▶ PROBLEM REQUIREMENTS: What follows is a set of records; copy all of it exactly.

▶ MATERIAL PROVIDED:
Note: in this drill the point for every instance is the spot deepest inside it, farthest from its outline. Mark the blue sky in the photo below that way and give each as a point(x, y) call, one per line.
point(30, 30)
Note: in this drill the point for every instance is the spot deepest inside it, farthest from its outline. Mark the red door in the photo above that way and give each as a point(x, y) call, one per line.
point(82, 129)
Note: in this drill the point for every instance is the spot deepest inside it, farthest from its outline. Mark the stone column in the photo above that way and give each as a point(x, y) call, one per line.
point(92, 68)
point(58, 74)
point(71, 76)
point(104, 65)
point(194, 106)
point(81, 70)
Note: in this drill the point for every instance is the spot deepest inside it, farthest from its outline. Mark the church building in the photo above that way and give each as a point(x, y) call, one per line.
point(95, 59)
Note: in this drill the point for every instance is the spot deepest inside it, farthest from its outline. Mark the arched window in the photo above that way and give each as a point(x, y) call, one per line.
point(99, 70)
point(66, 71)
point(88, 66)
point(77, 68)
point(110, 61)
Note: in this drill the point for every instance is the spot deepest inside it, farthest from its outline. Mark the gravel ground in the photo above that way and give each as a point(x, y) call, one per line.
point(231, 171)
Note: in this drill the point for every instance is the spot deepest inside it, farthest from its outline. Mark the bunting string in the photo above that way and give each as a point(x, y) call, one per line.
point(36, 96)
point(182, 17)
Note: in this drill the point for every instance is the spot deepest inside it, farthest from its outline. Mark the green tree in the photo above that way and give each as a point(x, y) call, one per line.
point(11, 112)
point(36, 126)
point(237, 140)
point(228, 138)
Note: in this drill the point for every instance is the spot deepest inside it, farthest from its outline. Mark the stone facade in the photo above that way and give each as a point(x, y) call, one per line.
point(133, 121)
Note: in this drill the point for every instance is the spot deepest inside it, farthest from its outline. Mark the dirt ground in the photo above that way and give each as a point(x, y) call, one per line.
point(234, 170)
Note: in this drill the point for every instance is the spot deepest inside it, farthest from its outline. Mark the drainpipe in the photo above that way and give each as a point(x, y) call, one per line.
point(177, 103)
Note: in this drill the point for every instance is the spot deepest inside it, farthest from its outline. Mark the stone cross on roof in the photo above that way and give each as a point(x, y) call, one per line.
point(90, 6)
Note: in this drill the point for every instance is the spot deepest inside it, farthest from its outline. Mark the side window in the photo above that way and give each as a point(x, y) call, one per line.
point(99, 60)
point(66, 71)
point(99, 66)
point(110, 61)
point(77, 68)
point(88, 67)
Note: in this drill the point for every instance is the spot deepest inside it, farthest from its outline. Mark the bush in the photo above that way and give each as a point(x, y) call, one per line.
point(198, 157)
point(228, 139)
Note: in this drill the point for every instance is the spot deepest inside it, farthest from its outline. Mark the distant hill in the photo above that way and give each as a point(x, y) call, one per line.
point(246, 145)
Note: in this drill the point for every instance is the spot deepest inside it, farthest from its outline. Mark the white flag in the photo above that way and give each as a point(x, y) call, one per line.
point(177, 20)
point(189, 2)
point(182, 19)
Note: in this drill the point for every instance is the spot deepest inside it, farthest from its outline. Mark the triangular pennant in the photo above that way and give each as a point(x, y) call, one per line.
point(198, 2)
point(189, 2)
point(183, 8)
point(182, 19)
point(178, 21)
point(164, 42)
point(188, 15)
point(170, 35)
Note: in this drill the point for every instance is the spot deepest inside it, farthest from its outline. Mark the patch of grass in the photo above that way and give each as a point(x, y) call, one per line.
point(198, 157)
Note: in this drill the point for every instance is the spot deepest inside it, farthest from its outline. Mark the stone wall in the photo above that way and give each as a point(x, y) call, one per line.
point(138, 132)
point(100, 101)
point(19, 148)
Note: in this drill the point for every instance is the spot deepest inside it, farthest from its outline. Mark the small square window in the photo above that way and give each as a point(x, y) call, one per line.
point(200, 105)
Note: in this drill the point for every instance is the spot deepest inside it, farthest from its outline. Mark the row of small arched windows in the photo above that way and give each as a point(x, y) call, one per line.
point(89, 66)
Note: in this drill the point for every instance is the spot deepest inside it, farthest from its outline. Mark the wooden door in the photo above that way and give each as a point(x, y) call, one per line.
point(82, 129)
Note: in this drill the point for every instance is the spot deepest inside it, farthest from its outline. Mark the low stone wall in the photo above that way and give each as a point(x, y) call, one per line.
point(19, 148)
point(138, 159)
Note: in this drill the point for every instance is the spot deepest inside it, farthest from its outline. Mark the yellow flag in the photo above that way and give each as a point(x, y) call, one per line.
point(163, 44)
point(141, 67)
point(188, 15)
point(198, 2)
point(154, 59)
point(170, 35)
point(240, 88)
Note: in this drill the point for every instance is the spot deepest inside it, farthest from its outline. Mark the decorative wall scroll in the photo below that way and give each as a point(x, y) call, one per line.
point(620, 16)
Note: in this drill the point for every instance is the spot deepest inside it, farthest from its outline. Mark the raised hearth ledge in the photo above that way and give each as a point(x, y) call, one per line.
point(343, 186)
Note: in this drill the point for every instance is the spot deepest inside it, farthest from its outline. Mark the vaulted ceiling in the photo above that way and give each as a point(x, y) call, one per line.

▶ ANSWER TO THIS TASK:
Note: in this drill the point for every instance is the spot deepest inside it, farthest from its outline. Mark the blue sky in the photo below that way and give each as a point(x, y) call, one per line.
point(30, 30)
Note: in this drill the point for every instance is the spot deepest inside it, farthest from its outline. Mark the red door in the photo above that way and give each as a point(x, y) call, one per line.
point(82, 129)
Note: in this drill the point for every instance is the spot deepest inside it, farthest from its outline. Mark the stone column in the photo above that way and give each as a point(x, y) call, one per line.
point(92, 68)
point(58, 74)
point(71, 76)
point(104, 65)
point(194, 106)
point(81, 70)
Note: in this drill the point for every instance is the spot deepest inside it, farthest from its outline. Mark the church building in the photo above that way and give each as a point(x, y) call, one per line.
point(95, 59)
Note: in this drill the point for every instance is the spot deepest inside it, farthest from its outline. Mark the arched window in the photo above that way and give each as a point(x, y) call, one per line.
point(99, 70)
point(66, 71)
point(88, 66)
point(77, 68)
point(110, 61)
Note: in this drill the point for every instance is the spot deepest inside it, farthest from its outline. Mark the gravel ground in the photo above that way and give each as a point(x, y) call, one per line.
point(231, 171)
Note: in this drill the point for every instance is the spot deepest inside it, farthest from its outline. Mark the bunting string in the photo above that way and give each as a point(x, y) call, one per line.
point(36, 96)
point(182, 17)
Note: in this drill the point for every instance is the spot deepest inside it, farthest from its outline. Mark the green tree in the photo above that way and give each as a point(x, y) call, one per line.
point(11, 112)
point(36, 126)
point(237, 140)
point(228, 138)
Note: in this drill the point for every instance is the spot deepest inside it, farthest from its outline. Mark the stone facade in the photo above that way and give each as a point(x, y) call, one per line.
point(133, 121)
Note: in this drill the point for every instance is the spot deepest inside it, farthest from its outline. Mark the dirt ground in the photo above that way and give each as a point(x, y) call, one per line.
point(234, 170)
Note: in this drill the point for every instance is the spot deepest inside it, farthest from its outline. Mark the drainpipe in the photo above that way and give each as a point(x, y) call, one per line.
point(177, 103)
Note: in this drill the point for every instance is the spot deepest inside it, farthest from its outline. Mark the stone cross on roof in the photo above that way and give each as a point(x, y) call, one per line.
point(90, 6)
Note: in this drill the point for every instance is the spot deepest inside it, farthest from its outline. Mark the side window in the photo above that way and give each as a point(x, y) call, one per line.
point(99, 60)
point(66, 71)
point(99, 66)
point(110, 61)
point(77, 68)
point(88, 67)
Note: in this drill the point for every instance is the spot deepest inside it, farthest from its outline. Mark the bush in the photo above that way and give each as a point(x, y) call, one per line.
point(198, 157)
point(228, 139)
Note: in this drill the point for every instance is the spot deepest inside it, farthest from its outline. Mark the distant hill in the photo above that way and give each as a point(x, y) call, one per line.
point(246, 145)
Note: in this drill the point for every instance is the spot deepest inside it, farthest from its outline. Mark the white flag in the photo above that way and give each as a point(x, y) call, one per line.
point(177, 20)
point(189, 2)
point(182, 19)
Note: in this drill the point for every instance is the spot deepest inside it, farthest from its outline. Mark the triangular pennant in the photo above that way and give each as a point(x, y) call, one per line.
point(198, 2)
point(189, 2)
point(183, 8)
point(182, 19)
point(178, 21)
point(164, 42)
point(188, 15)
point(170, 35)
Note: in this drill the point for every instance is the spot deepest inside it, farthest from its outline. Mark the patch of grass in the photo above that way and give each as a point(x, y) call, one per line.
point(198, 157)
Note: in this drill the point for every instance is the spot deepest inside it, farthest from its outline. Mark the stone wall in the photo above that way and give each as a point(x, y) call, one per line.
point(138, 132)
point(100, 101)
point(19, 148)
Note: in this drill the point for every instance is the spot deepest inside it, farthest from its outline. Mark the small square window in the photo above that way and give each as a point(x, y) call, one per line.
point(200, 105)
Note: in this drill the point for every instance is the spot deepest inside it, farthest from its outline. Mark the row of small arched windows in the photo above that way and give each as a point(x, y) call, one per line.
point(89, 66)
Note: in this drill the point for every instance is the spot deepest inside it, farthest from its outline. Mark the wooden door in the photo above that way and give each as a point(x, y) call, one per line.
point(82, 129)
Note: in this drill the point for every instance is the spot deepest inside it, farthest from its outline. Mark the low stone wall in the photo above that way and give each as a point(x, y) call, one per line.
point(19, 148)
point(138, 159)
Note: in this drill the point for every instance is the spot deepest inside it, farthest from its outline. Mark the yellow flag in the photo above that way and give each as a point(x, y) call, one per line.
point(163, 44)
point(141, 67)
point(188, 15)
point(198, 2)
point(154, 59)
point(170, 35)
point(240, 88)
Note: in this drill the point for every instance is the spot deepest inside it, farthest from its outline. Mark the decorative wall scroll in the photo below that way and give each as a point(x, y) call, one per line.
point(620, 16)
Note: in this drill the point for every instance is the spot deepest inside it, farthest from its outline. Mark the raised hearth ledge in the photo above that way and give each as a point(x, y) call, one per line.
point(343, 186)
Note: in this drill the point for every instance is the spot deepest inside it, farthest from its outline. Mark the vaulted ceiling in the photo above that way and give each as a point(x, y) call, one per line.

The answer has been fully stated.